◆ **WHAT YOU HAVE TO DO**: Scan the lines below for the string "positive". Reply with how many match, and no other words.

◆ **DATASET EXCERPTS**:
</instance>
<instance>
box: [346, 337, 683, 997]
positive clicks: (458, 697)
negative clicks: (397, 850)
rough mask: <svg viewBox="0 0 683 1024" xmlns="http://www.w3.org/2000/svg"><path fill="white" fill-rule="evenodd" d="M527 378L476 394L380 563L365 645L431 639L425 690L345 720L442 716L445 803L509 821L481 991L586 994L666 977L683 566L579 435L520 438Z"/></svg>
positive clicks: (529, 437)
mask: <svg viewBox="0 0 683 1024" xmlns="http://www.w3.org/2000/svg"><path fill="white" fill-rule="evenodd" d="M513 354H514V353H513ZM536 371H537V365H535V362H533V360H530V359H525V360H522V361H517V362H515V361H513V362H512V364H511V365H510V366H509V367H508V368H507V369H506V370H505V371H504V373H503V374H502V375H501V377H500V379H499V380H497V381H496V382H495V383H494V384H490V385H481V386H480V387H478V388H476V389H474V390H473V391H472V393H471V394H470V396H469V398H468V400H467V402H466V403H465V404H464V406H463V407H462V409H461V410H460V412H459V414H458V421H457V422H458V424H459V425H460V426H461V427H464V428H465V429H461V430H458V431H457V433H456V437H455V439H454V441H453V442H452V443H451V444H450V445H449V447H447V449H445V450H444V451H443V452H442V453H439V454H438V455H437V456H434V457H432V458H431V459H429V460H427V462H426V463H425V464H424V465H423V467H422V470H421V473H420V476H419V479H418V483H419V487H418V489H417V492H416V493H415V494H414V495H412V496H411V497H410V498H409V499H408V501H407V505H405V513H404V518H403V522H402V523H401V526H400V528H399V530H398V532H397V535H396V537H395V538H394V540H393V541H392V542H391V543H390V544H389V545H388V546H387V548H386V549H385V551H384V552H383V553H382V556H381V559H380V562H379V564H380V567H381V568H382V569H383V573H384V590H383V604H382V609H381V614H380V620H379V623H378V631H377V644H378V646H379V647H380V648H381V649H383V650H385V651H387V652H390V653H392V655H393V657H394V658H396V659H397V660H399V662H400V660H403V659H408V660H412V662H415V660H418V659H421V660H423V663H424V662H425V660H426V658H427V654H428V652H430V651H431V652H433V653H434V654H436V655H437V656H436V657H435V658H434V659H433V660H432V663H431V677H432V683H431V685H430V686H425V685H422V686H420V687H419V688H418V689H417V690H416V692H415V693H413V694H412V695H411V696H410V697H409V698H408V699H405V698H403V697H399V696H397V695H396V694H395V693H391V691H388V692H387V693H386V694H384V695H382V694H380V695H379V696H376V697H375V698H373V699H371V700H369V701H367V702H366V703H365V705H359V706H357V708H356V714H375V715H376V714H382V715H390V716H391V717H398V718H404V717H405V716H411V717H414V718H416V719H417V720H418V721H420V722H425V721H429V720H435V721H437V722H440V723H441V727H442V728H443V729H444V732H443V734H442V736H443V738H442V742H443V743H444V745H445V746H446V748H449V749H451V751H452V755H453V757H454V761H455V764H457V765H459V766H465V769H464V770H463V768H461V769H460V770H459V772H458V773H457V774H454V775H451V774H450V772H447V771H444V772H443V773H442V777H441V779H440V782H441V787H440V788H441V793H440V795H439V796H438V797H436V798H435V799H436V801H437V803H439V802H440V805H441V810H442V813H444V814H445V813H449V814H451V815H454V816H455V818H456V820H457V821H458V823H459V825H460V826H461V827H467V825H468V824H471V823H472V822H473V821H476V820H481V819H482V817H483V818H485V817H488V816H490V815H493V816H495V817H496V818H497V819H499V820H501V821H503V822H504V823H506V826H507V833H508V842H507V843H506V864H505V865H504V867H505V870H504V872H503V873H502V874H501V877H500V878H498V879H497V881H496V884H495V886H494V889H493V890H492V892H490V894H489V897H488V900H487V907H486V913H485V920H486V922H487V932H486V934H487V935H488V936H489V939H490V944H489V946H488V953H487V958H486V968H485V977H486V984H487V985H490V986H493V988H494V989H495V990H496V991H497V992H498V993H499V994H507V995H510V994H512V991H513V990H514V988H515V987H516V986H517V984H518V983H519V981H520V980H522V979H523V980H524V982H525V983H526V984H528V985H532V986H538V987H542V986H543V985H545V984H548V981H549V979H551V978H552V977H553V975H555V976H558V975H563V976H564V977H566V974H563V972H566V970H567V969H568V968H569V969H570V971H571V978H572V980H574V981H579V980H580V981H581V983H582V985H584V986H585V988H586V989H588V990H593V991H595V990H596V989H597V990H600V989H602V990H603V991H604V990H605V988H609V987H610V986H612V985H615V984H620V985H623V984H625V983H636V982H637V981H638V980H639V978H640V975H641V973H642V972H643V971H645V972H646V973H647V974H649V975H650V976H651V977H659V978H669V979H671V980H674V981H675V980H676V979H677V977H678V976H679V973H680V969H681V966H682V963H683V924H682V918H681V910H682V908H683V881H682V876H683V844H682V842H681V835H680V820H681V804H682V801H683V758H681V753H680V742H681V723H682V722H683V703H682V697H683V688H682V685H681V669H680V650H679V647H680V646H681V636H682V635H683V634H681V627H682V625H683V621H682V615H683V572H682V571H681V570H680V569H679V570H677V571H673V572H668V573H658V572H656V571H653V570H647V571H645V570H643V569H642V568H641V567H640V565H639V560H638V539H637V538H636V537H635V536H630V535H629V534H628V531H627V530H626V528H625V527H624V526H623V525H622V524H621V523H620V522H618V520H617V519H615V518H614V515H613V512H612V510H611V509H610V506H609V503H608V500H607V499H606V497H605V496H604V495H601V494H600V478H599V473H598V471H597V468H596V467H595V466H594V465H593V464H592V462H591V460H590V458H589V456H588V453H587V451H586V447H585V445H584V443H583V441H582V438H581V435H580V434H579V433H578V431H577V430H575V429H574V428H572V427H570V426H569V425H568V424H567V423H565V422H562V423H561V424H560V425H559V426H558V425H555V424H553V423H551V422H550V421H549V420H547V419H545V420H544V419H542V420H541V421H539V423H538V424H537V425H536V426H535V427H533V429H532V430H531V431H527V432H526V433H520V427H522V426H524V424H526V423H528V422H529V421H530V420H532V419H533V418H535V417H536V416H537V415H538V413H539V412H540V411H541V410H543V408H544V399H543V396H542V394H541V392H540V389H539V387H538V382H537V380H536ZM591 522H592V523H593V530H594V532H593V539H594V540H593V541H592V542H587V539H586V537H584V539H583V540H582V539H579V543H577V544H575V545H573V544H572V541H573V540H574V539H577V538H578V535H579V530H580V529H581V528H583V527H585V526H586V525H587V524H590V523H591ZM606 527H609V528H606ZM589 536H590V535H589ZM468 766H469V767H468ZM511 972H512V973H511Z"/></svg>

◆ **RESULT OF THE EXERCISE**: 2